◆ **Exercise description**: Please pull out every one of the entries below and copy each line word for word, omitting the pictures.
start Extracted entries
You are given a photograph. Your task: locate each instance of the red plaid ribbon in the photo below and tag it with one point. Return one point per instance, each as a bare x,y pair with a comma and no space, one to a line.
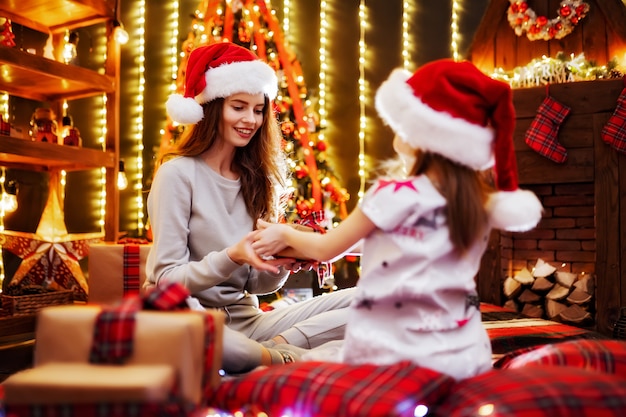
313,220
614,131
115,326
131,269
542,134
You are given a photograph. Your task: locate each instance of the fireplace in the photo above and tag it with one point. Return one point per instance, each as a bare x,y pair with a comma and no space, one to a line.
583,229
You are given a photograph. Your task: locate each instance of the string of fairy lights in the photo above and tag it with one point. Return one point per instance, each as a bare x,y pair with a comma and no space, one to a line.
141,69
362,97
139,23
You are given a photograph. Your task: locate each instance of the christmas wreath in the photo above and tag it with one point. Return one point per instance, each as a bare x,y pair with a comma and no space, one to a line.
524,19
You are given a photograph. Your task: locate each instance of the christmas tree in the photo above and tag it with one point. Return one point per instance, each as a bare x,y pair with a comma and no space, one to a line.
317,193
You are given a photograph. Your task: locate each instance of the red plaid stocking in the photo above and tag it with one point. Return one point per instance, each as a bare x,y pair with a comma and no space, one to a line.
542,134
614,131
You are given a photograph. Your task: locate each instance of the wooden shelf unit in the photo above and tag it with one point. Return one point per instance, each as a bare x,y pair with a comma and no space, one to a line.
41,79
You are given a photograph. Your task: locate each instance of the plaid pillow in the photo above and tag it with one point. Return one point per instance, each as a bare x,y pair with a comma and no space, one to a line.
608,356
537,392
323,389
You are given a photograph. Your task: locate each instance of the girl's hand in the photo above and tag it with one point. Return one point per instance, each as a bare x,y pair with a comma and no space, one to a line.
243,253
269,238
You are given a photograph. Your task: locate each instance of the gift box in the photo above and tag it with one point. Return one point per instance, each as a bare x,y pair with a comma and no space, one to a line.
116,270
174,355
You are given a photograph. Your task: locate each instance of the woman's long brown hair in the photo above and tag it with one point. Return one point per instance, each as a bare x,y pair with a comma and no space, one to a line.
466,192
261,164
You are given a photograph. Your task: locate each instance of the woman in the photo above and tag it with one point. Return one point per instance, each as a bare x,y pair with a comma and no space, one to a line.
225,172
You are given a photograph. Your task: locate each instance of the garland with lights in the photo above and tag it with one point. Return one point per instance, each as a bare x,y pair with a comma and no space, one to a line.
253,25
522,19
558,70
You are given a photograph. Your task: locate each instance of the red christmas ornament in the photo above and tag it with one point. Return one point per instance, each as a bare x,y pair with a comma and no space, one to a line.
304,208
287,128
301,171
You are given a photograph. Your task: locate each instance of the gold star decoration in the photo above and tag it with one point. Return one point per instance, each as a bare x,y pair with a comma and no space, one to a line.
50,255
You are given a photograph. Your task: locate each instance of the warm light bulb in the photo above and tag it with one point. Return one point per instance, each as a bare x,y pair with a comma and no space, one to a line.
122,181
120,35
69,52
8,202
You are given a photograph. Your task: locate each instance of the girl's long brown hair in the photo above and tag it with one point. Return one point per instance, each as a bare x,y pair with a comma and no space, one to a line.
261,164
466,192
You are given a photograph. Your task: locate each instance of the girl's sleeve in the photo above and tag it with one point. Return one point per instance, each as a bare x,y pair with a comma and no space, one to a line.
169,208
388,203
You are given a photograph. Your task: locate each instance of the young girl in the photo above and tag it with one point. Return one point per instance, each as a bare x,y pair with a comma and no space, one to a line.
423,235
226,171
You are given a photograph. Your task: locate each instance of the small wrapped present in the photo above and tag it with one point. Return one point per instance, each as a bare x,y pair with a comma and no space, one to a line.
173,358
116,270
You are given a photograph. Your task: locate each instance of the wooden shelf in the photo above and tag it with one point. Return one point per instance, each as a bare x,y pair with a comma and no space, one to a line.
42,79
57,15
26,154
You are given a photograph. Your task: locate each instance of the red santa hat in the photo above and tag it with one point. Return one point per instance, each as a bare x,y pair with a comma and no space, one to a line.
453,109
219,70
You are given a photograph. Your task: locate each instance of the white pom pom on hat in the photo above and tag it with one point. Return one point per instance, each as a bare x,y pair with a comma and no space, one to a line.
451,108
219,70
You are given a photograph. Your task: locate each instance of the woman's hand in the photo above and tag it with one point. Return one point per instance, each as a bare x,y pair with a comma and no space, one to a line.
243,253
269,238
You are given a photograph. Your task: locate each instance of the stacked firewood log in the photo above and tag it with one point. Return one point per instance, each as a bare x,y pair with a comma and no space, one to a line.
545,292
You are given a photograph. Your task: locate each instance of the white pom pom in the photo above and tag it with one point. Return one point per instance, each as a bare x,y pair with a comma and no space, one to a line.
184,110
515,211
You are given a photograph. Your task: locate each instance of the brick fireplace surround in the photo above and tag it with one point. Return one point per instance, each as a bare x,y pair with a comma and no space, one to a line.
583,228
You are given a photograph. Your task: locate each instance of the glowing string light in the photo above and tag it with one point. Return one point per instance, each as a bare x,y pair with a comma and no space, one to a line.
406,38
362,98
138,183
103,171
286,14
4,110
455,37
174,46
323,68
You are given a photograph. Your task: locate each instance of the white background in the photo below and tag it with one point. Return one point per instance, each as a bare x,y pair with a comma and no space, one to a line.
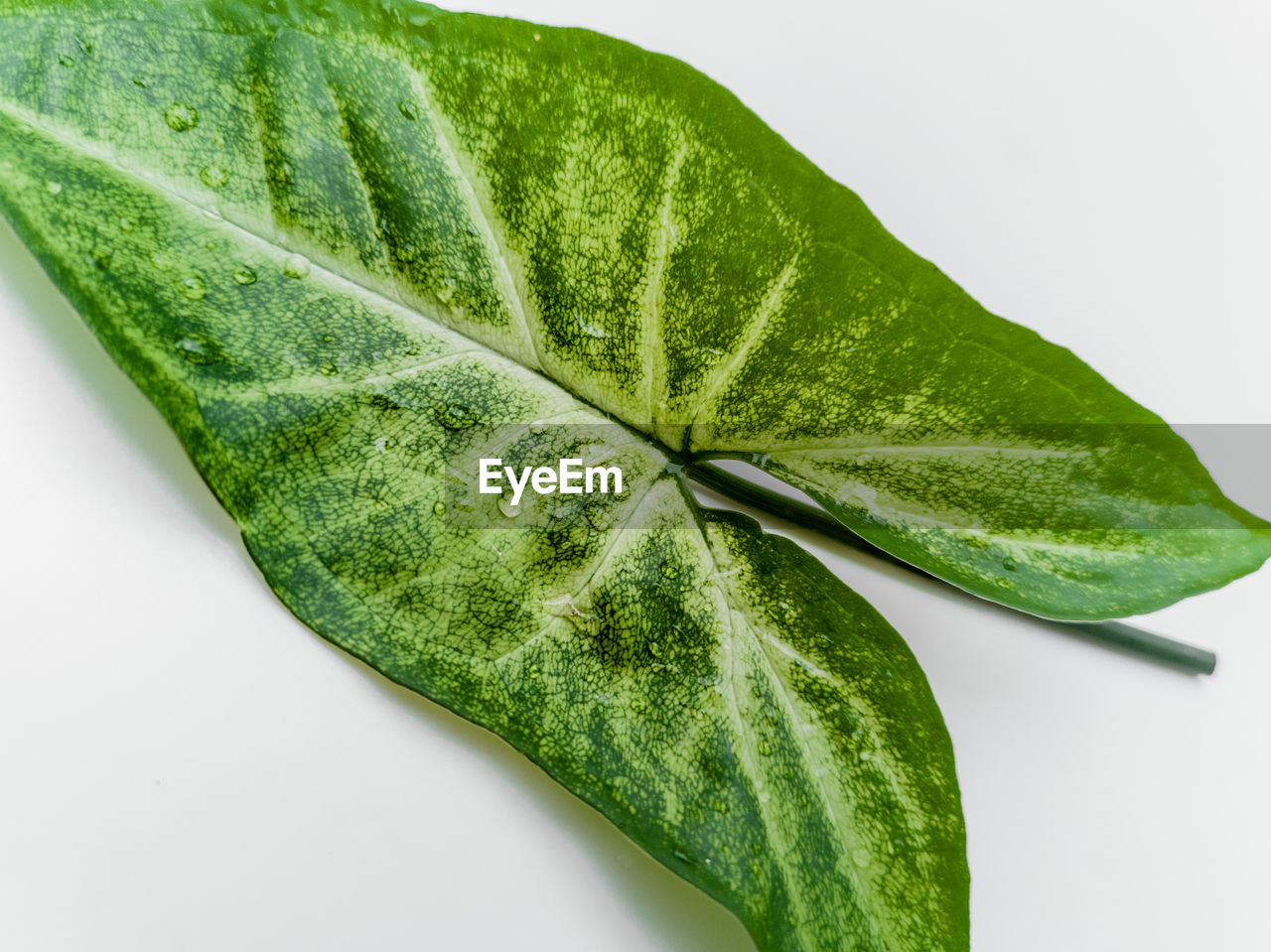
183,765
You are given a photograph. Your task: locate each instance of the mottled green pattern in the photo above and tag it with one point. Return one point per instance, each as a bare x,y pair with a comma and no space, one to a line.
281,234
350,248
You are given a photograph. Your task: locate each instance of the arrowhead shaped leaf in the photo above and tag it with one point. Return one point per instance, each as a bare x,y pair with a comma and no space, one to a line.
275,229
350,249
end Extracted entries
◆ **Task output**:
You are given a photograph. Your task: locate each instance of the red plaid ribbon in the photo below and tag it with one point. Return one point per instance, each as a bare x,y pair with a comma and no space, one to a line.
313,220
614,131
115,326
131,269
542,134
You are given a photograph. Your task: locate each instance of the fireplace in the photo above and tag it with one point. Return one point per instance, each as a bare x,y pair with a comma and no space, one to a line.
583,229
You are given a photograph. Your task: locate each instance of the string of fairy lights in the photo above and tag it with one point. Return one point per instance, each as a bare x,y pair with a comma and no space, one to a line.
141,69
362,97
139,23
You are given a photograph. Your task: locate each instance of the christmas wreath in the photo above and tag it with one point. Return one point per instance, each as a bare x,y pair with a comma and no space, one to a line.
524,19
You are given a photograph. Your task: locate each instance of the christmas tree in the photo above and tag it with one point. Return one point per instance, each as a bare x,y pair with a comma and no space, one to a line.
317,193
You are given a photograph. Your task: locate each instance of the red plaid stocking in the photo above and tag it with one point. Return one point per instance, each as a bare x,y pair with a comma and no space, one to a line.
542,134
614,131
You are given a photograph. Your task: locate each instance of the wooden shelf unit in the photo above and tag it with one point. Return one point per instance, each as a bare x,y pair with a comma and no space, one to a line.
41,79
You are given a photograph. Your task: locate each instance of the plaid pillow in the photo above and tag it with one point. Return one point per instance, each as a bare x,y pair with a comma and no space, one to a line.
608,356
537,392
323,389
You are given a photograph. Your task: locate each instance of the girl's hand in the photo above and tag it with one point. Return one point per instance, each as a bare x,y pair with a comma and no space, one to a line.
243,253
269,238
You are given a photograph. Your task: locate each instance of the gift box in the photo above and tag it with one point. Return one point per instance, each as a bare x,y pair with a comma and no space, one to a line.
116,270
174,355
You are given a photograph. Your task: locate each instance of the woman's long brown hair in the photo above and tag it with one point. Return one point per instance, each as a bare x,y pair with a comma and no space, one to a line.
466,192
261,164
You are given a photograph. Your task: locate each instance of the woman in the photo above and tag it with one point. Return one point per instance, each as a bare x,y pair with a comma and no space, one to a line.
225,172
You are given a photograph. Your task: locate each instance of the garland with lights in the photo above and tag it with one point. Return one point per instance, each as a bare x,y pair with a comma and no space, one to a line.
253,25
522,19
558,70
You are given a photograph. Your task: locate each instance of the red christmas ornament in the photo above and tag it with one point. Return one point per instance, each as a bare x,y pair with a comma and no space, one to a line.
304,208
287,128
301,171
You are given a photograph. Your task: locate each instance of the gold star decoration in the photo above and tag it with one point. Return one point per instance, each as a bare x,y pair with a comma and no space, one to a line.
50,255
You are given a photograph. Your task: locate each instance of the warm light bulb in the photo above and tag it with one point. Return one point per instance, each as a bare x,y pair with a comma and no space, one to a line.
122,181
120,35
69,52
8,202
You are given a photograph. Your task: locate each instance of the girl's long brown hair in the photo above and tag it with one point. Return one point per instance, each as a bare x,y pair with a comma and no space, one to a line.
261,164
466,192
You are given a photograph. Your task: locate each instance of the girl's sleeve in the photo above and tag it with one point. Return one point per instance, each as a bare x,y pair with a comma and no space, one to a line.
169,208
388,203
You are given a photograph. Your task: locate each instance of the young girl in the photo above and tag it with one point. Return one point per instance, each as a bare x,y pair with a comma and no space, one to a line.
423,235
226,171
You are given a photograph. Your task: locate each instance of the small wrapped present in the photo above and tag it with one point. Return one point per instance, each as a bare x,y pair with a comma and no space, one to a line.
173,358
116,270
You are given a photograph. Your task: locate each instance of the wooden shelf in the photo above and tag it with one point. Return one point per instance, each as a bare x,y pair with a comma and no space, one to a line.
42,79
57,15
26,154
You are given a photograph. Your task: locate each instance of the red santa hat in the photo above and tag it with one point. Return one point per instance, each as a bare x,y pair with a comma and no space, one to a line.
453,109
219,70
You are given a photograph. Your task: locate each instance of the white pom pom on hat in the photo above and tag it with one point. Return one point per instance, each as a bare x,y pair with a comma and no space, one to a line.
451,108
219,70
You are given a photograph. Your task: locate each instance of the woman's hand in the photo above and tag it with one point. Return one point per instance, each as a bare x,y pair with a comma and no space, one to a line.
243,253
269,238
You are given a photograph. Your task: locate each instance of the stacked firewood log in the photo above and tag it with one point. Return one point per instance, each as a bare x,y pair with a comma and no space, one to a line.
545,292
You are given a photograph. Your task: locate each instance of the white pom pom in the photo above and tag it with one point. Return one point per instance, each as a bare x,y pair with a comma and no space, one to a line.
184,110
515,211
You are given a photograph. Your task: locate each instance of the brick fireplace surround in the photo above and tag it with one point. Return one point per instance, each as a bare x,y pair with a comma and no space, one to a line.
583,228
You are given a photograph. Your task: locate each instance of the glowing string light in the photo above and tag it with one point. Return one point per instance, each as a bare x,y pair with a comma and no space, one to a line.
406,38
362,98
138,183
103,171
286,14
4,110
455,37
174,46
323,68
You are given a photograph. Your task: locate each instance of the white background in the photo below and tag it with one point. Return one point per instance, each as a bare x,y pair with a comma and no space, one to a line.
183,765
You are given a photograph. Your task: locate each instance of the mottled green pattern in the photo above and tag it with one point. Return one point per instance, each as a bare x,y pair with a comma and no space, one to a line.
281,234
350,248
You are given a photograph. Your task: locate each instance of the arrowhead shaped leaf in the photo above and tag it with one point. Return one point per instance, each as a bare x,y pair with a comma and no space, one to a line.
275,229
350,249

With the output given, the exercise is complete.